EXERCISE INSTRUCTIONS:
Set down the full listing that follows, word for word.

TASK MATERIAL:
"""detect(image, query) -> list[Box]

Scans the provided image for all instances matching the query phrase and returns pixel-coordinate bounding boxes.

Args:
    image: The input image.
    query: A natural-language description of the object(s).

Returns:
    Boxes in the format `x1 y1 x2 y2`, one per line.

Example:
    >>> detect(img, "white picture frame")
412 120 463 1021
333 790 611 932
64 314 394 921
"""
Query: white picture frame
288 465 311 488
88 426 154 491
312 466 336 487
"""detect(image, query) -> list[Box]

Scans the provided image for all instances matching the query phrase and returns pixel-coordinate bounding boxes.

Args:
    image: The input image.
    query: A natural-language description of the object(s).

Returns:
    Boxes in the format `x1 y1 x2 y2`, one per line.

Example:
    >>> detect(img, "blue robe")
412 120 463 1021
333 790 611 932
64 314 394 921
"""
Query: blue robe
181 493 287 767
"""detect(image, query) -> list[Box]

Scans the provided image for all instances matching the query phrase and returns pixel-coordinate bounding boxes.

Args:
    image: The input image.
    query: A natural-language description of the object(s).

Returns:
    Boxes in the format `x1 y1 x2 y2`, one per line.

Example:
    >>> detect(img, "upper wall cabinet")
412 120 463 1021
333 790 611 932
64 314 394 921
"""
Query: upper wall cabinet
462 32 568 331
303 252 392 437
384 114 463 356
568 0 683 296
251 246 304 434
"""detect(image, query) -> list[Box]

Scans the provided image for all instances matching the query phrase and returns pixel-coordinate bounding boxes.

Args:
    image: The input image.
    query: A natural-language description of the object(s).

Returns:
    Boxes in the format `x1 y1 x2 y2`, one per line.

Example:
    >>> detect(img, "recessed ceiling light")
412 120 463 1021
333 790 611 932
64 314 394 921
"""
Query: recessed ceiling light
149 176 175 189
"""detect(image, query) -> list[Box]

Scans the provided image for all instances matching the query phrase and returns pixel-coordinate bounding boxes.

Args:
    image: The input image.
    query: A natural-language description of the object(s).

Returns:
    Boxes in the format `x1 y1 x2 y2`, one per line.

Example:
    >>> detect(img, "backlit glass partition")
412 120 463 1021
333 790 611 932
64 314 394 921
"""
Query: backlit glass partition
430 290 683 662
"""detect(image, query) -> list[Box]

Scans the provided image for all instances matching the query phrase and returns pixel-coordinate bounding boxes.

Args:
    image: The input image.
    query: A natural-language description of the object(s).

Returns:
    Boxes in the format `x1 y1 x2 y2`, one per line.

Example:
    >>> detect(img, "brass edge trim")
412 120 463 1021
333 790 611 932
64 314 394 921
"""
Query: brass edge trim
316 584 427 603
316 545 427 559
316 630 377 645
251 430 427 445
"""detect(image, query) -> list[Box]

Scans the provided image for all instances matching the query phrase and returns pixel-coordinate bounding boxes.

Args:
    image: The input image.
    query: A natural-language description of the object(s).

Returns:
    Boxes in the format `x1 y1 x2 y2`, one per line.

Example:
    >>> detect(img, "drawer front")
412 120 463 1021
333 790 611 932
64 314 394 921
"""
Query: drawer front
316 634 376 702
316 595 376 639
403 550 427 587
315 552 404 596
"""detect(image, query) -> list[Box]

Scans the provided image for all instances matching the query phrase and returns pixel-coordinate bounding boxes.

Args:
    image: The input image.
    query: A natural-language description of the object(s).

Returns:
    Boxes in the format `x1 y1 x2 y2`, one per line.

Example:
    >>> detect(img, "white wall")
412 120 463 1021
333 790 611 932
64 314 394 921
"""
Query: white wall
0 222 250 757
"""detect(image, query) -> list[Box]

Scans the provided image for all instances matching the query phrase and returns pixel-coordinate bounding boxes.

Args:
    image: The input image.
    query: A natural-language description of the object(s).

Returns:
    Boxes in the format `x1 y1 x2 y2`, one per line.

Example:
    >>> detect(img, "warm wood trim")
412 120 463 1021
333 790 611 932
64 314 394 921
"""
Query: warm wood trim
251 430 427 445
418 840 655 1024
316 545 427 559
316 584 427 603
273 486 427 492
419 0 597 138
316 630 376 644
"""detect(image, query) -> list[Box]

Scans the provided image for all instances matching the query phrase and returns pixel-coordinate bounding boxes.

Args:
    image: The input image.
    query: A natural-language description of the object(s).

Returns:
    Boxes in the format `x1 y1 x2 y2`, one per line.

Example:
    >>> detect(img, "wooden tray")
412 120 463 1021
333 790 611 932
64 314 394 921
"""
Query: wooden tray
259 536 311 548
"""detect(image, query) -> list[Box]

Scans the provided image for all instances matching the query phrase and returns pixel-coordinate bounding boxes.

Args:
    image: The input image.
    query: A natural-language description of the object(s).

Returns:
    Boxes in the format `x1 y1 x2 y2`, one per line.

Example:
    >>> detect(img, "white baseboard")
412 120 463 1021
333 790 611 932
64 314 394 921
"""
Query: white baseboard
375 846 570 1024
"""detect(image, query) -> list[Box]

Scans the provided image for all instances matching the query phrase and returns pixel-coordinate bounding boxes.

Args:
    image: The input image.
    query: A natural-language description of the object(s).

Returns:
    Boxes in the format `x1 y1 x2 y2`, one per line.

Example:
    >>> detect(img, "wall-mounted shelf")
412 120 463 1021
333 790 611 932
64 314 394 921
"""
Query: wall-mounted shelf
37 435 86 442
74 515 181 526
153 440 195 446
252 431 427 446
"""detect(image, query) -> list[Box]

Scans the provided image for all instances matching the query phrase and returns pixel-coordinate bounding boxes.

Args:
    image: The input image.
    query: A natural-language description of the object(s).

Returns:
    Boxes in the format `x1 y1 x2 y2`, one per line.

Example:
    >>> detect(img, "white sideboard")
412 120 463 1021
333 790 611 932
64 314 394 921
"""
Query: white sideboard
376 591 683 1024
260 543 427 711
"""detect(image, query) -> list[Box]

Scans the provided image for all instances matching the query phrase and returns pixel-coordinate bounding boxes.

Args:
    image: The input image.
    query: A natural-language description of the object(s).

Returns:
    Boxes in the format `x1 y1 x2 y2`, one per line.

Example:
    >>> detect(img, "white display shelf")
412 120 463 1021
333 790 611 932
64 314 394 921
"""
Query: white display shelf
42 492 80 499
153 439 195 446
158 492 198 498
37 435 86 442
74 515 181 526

COMPLETED EXERCISE:
"""detect(image, query) -> list[Box]

Scans the provided image for all instances matching the query phrase and returns pixel-coordinate bounding boxes.

Args:
    image: The input image.
    query: A natural-language description of the object(s).

Returns:
    Boxes in the format `x1 y1 x2 y2`, one per line.

Example:
    >>> detect(img, "white picture frame")
412 120 463 1021
333 790 611 932
64 314 394 921
"""
Query: white picture frame
288 465 311 488
88 426 154 491
312 466 336 487
"""detect(image, query) -> list[Box]

Scans the provided image for all instances matching the query phrase and returns pixel-coordinate bounding boxes.

Args:
    image: The input image.
    query: A natural-language description of the object(s).

Returns:
    Boxes in the format `x1 y1 x2 y2`, one per line.

Example:
    >>> detect(img, "blue robe")
412 120 463 1021
333 790 611 932
64 314 394 921
"""
Query: blue robe
181 493 287 767
"""detect(image, query) -> list[Box]

Scans the provided image for all instances matching the query phrase and returns pixel-coordinate bounding boxes.

Args:
    image: The input image.
    query: A natural-language description of the object(s).

Returns:
    Boxes in the format `x1 y1 x2 y2`, one per line.

Example:
    >>> detect(img, "upper wall cabinet")
412 120 463 1021
333 790 611 932
64 314 394 921
"""
Query: upper wall cabinet
462 32 568 331
303 252 392 437
384 114 463 356
568 0 683 296
251 246 304 434
"""detect(image, query) -> list[Box]

Scans the provided image for all instances matching the query phrase and returns pixel-coordinate bounding boxes.

Args:
    image: The input image.
    query: A natural-language description of the object(s).

Returns:
    Boxes in the format `x1 y1 x2 y2`, one per line.

Example:
    >>> detect(img, "recessed ceiling light")
412 120 463 1021
333 790 611 932
64 314 394 921
"""
Query: recessed ceiling light
149 176 175 189
"""detect(image, query) -> list[Box]

Scans the provided image for all instances matching the query phrase and returns pixel-coordinate bounding boxes.

Args:
    image: The input image.
    query: A natural-language description of the object(s).

Returns:
    Boxes in the format `x1 y1 x2 y2`, one per line.

Example:
    >>> detect(img, "backlit glass partition")
412 120 463 1021
333 790 611 932
64 314 394 921
"""
Query: backlit glass partition
430 290 683 662
"""detect(image, query) -> list[Box]

Scans the provided image for all instances matching the query phrase and returns pixel-coordinate bounding boxes.

Args:
    image: The input image.
    query: A natural-language description of the object(s).

Returns:
    Boxes in the format `x1 y1 x2 y2`, one per line.

Example:
    >>> detect(img, "brass edge trim")
412 120 463 1021
333 790 611 932
64 314 394 921
"""
Query: brass edge trim
316 584 427 603
316 545 427 559
316 630 377 645
251 430 427 445
"""detect(image, query) -> list[Box]

Scans the provided image for all instances matching the query phrase and returns pixel-coordinate bounding boxes.

Args:
    image: The input image.
    query: A natural-language description of the object(s).

Returns:
    Boxes in the format `x1 y1 x2 y2`, one per line.

Example:
    >>> detect(img, "drawer front")
412 120 463 1021
333 790 611 932
64 314 394 921
"""
Query: drawer front
316 634 376 702
316 595 376 639
403 550 427 587
315 552 404 596
"""detect(image, query) -> list[Box]

Scans the provided image for all instances matching the query phrase and returns pixel-coordinate bounding boxes.

Args:
    image: The input image.
    query: A natural-language description of the object(s).

Returns:
    Boxes in the format `x1 y1 x2 y2`, one per line.

Example:
    >>> detect(img, "white wall")
412 120 463 1021
333 790 611 932
64 314 394 921
"""
Query: white wall
0 222 250 757
"""detect(image, query) -> list[Box]

Scans the provided image for all instances matching the query phrase and returns pixel-coordinate bounding boxes.

Args:
    image: The input image.
    query: A natural-language description of the object(s).

Returns:
    Boxes in the format `x1 y1 x2 y2`, one per line.

Example:
    >>> detect(img, "warm wood trim")
412 120 463 1021
333 790 611 932
64 314 394 921
"""
Query: warm wood trim
251 430 427 445
418 840 655 1024
316 545 427 559
316 584 427 603
273 486 427 492
419 0 597 138
316 630 376 644
"""detect(image, query) -> list[Box]

Scans the provided image for all instances matching the query phrase and returns pixel-coordinate bounding boxes.

Args:
    image: The input image.
    query: A natural-language description of the object(s).

Returns:
    Boxes in the format `x1 y1 x2 y2`, one per line.

Example:
    >>> detect(img, "wooden tray")
412 120 463 1021
333 790 611 932
64 314 394 921
"""
Query: wooden tray
259 536 311 548
"""detect(image, query) -> list[Box]

Scans the provided image for all instances matching the query phrase and returns pixel-coordinate bounding boxes.

Args:
    image: The input image.
    query: A natural-language description of the object(s).

Returns:
    Boxes in the format `x1 y1 x2 y2`, one per line.

Example:
    >>> detect(img, "white baseboard")
412 120 463 1021
333 790 611 932
64 314 394 921
"""
Query: white baseboard
375 846 570 1024
"""detect(image, query) -> list[Box]

Scans the provided image for all instances matching the query phrase and returns pixel-coordinate bounding boxes.

Args:
    image: The input image.
    query: A natural-language description of the object(s).

Returns:
    Boxes in the format `x1 y1 x2 y2`, one per line.

Example:
    >>> detect(img, "wall-mounted shelf")
412 120 463 1021
333 790 611 932
64 314 394 921
"""
Query: wall-mounted shelf
37 435 86 442
74 515 181 526
153 440 195 446
252 431 427 446
"""detect(image, query) -> list[Box]

Scans the provided image for all instances matching the query phrase and returns pixel-coordinate bounding boxes.

Args:
    image: The input image.
    query: A natural-language description of the object(s).

Returns:
    Boxes in the format `x1 y1 x2 y2`, one per line.

Example:
    >>> detect(img, "white sideboard")
412 120 463 1021
333 790 611 932
64 314 394 921
"""
Query: white sideboard
376 591 683 1024
260 543 427 711
"""detect(image, query) -> list[Box]

Scans the provided image for all instances matching the query phrase and returns pixel-coordinate bounding boxes.

Args:
    image: The input image.
    query: A natural-language description of the object(s).

Returns:
    Boxes in the format `x1 y1 x2 y2`, one per line.

Example:
    >>> detect(img, "white display shelf")
412 120 463 1021
333 790 611 932
64 314 394 921
"""
Query: white display shelf
42 492 80 499
153 439 195 446
158 492 198 498
37 435 86 442
74 515 181 526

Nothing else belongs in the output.